◆ What the exercise asks ◆
Return the records below from the line containing "[mark] the woman" onward, exactly, through and including the last line.
─── Records to use ───
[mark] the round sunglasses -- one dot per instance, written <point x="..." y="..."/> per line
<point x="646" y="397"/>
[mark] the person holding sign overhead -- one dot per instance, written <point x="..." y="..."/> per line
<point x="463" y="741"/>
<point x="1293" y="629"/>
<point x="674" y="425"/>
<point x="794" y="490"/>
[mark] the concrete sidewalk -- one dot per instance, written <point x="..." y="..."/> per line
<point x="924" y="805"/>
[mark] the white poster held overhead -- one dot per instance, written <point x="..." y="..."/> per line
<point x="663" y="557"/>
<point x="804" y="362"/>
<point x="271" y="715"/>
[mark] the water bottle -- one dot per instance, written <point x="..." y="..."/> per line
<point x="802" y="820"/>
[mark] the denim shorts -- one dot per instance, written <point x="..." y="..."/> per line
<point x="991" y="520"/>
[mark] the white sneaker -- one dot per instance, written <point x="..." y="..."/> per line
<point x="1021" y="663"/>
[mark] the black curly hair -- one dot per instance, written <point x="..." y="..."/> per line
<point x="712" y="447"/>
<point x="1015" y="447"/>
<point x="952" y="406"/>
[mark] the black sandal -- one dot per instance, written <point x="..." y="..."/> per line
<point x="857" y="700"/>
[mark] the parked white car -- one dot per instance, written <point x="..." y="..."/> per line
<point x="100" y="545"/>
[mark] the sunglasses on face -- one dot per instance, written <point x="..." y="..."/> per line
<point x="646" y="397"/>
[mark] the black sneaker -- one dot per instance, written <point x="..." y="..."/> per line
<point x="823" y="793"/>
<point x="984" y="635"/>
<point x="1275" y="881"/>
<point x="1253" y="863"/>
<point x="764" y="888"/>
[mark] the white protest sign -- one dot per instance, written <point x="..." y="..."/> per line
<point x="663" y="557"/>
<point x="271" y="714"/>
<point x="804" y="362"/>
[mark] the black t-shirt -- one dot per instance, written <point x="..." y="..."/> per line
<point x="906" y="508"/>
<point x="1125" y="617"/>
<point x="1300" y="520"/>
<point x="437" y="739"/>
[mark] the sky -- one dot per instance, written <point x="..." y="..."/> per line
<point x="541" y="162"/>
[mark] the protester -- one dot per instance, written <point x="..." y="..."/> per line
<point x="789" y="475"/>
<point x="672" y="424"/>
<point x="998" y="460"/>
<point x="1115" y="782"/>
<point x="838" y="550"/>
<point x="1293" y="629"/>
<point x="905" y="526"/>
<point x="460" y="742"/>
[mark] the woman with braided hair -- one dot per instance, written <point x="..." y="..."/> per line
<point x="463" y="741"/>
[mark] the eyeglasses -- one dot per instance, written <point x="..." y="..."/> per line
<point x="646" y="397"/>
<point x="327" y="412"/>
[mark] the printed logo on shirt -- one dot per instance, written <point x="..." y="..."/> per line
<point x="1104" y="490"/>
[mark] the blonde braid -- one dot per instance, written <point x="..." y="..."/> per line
───
◆ Solved exercise ◆
[mark] the woman with braided hair -- one dot per instance, written <point x="..." y="..."/> per line
<point x="463" y="741"/>
[mark] the eyeglasses -- one dot per instance, written <point x="..." y="..."/> per line
<point x="646" y="397"/>
<point x="327" y="412"/>
[mark] the printed logo on shirt -- one dot per instance, written <point x="..." y="..."/> per line
<point x="1104" y="490"/>
[mark] the blonde braid -- one dot per instance, written <point x="..." y="..."/> per line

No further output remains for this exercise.